**Stated goal:** Reproduce word for word only the lines of the material from the line with "Plain rules. Mark every instance of the street" to the line with "x=371 y=707", including both of those lines.

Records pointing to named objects
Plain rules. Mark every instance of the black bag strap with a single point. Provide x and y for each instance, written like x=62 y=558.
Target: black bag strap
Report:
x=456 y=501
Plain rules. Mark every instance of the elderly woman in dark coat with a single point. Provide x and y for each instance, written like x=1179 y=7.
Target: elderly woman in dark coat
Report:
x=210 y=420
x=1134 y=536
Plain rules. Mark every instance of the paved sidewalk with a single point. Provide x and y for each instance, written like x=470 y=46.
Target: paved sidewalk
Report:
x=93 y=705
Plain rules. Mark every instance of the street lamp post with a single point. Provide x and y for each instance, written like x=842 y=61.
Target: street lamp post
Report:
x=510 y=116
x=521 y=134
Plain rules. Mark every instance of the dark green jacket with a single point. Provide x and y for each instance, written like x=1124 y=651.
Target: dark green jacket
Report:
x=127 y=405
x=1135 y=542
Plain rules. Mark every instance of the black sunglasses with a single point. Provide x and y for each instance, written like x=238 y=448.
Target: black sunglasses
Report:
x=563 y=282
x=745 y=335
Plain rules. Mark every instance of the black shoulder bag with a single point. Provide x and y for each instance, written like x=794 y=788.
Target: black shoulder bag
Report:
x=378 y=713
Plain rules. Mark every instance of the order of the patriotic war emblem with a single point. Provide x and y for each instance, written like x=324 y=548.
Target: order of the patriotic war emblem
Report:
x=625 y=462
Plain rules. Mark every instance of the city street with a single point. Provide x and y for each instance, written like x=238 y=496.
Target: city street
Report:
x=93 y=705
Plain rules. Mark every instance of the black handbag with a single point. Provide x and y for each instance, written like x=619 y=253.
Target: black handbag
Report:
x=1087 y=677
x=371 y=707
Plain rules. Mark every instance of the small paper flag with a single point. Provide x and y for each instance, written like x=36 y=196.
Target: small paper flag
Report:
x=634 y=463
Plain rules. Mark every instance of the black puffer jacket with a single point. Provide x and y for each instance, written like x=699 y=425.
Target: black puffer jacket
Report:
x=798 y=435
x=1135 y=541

**Exercise response:**
Plain rules. Mark every instance of the street lamp post with a single point. Provide x and y for each instance, written like x=842 y=61.
Target: street lamp post
Report:
x=510 y=116
x=521 y=134
Plain rules. Mark every instance of the dark green jacket with a single point. Provide x and y for each instance, written like x=1124 y=651.
Target: dark green jacket
Report:
x=127 y=405
x=1135 y=542
Plain rules. Mark every instance of the black sunglasses with a single point. Provide x and y for each instance, written like x=238 y=448.
Target: black sunglasses
Report:
x=563 y=282
x=745 y=335
Plain rules. Mark every instance of the black shoulder bag with a single point. Provide x and y for each instance, written like x=794 y=788.
Target: black shoulder bag
Report:
x=378 y=713
Plain rules. Mark every instance of the order of the patriotic war emblem with a single point. Provide x and y for each instance, written like x=324 y=548.
Target: order of the patriotic war emblem
Report:
x=625 y=462
Plain rules. Mark every instance of the city street with a single point. Provide x and y for each instance, written like x=238 y=496.
Target: city street
Report:
x=93 y=705
Plain rules. Mark every instance of the black handbag with a single point. Provide x and y for each instance, written like x=619 y=253.
Target: black handbag
Report:
x=1087 y=677
x=371 y=707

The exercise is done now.